--- start Text block ---
Edward Henry Heinemann (March 14, 1908 – November 26, 1991) was a military aircraft designer for the Douglas Aircraft Company.

Biography
Heinemann was born in Saginaw, Michigan. He moved to California as a boy and was raised in Los Angeles. A self-taught engineer, he joined Douglas Aircraft as a draftsman in 1926, but was laid off within a year.  After stints at International Aircraft, Moreland Aircraft, and the first Northrop Corporation, Heinemann rejoined Douglas after it acquired Northrop. Heinemann became Douglas's Chief Engineer in 1936. He remained with the company through 1960, when he left to join Guidance Technology. In 1962 he joined General Dynamics as Corporate Vice President of Engineering.  In this position he oversaw the development of the F-16.  He retired in 1973.

The famed airplane designer Burt Rutan would list Heinemann as among the leading pioneers in aviation who had inspired him to become an aerospace engineer.

His approach to aircraft design was uncomplicated, once saying that he simply took the most powerful engine available and designed the aircraft around it.

Designs
During his long career at Douglas, Heinemann designed more than 20 combat aircraft, primarily for the U.S. Navy, including many that became legends in aviation history. His designs included the following aircraft:

 SBD Dauntless dive bomber
 A-20 Havoc light bomber/attack aircraft
 A-26 Invader light bomber/attack aircraft
 A-1 Skyraider attack aircraft
 A-3 Skywarrior bomber
 A-4 Skyhawk light bomber
 F3D Skyknight night fighter
 F4D Skyray carrier-based fighter aircraft
 Douglas Skystreak and Douglas Skyrocket research aircraft

One of the first aircraft to be designed by Heinemann was the Moreland M-1 Trainer of 1929, a braced-wing parasol wing monoplane. Due to the 1929 recession only a small number were sold before the company ceased trading in 1933.
--- end Text block ---
--- start Stored rows ---
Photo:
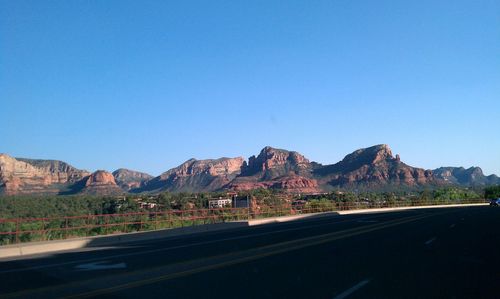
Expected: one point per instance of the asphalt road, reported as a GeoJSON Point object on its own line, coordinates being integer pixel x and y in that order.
{"type": "Point", "coordinates": [426, 253]}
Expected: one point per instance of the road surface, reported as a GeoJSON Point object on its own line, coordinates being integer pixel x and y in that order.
{"type": "Point", "coordinates": [425, 253]}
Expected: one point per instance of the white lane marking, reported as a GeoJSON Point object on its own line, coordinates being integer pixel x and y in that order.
{"type": "Point", "coordinates": [348, 292]}
{"type": "Point", "coordinates": [173, 247]}
{"type": "Point", "coordinates": [430, 241]}
{"type": "Point", "coordinates": [102, 265]}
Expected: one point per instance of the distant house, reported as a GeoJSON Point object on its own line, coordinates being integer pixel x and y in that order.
{"type": "Point", "coordinates": [219, 203]}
--- end Stored rows ---
Tasks for this exercise:
A – According to the Edward Heinemann text, in what year did Heinemann become Douglas's Chief Engineer?
B – Rewrite the part of the Edward Heinemann text between "SBD Dauntless dive" and "trading in 1933.", inclusive, with "night fighter" replaced by "all-weather fighter".

Answers to the exercise:
A – 1936

B –
SBD Dauntless dive bomber
 A-20 Havoc light bomber/attack aircraft
 A-26 Invader light bomber/attack aircraft
 A-1 Skyraider attack aircraft
 A-3 Skywarrior bomber
 A-4 Skyhawk light bomber
 F3D Skyknight all-weather fighter
 F4D Skyray carrier-based fighter aircraft
 Douglas Skystreak and Douglas Skyrocket research aircraft

One of the first aircraft to be designed by Heinemann was the Moreland M-1 Trainer of 1929, a braced-wing parasol wing monoplane. Due to the 1929 recession only a small number were sold before the company ceased trading in 1933.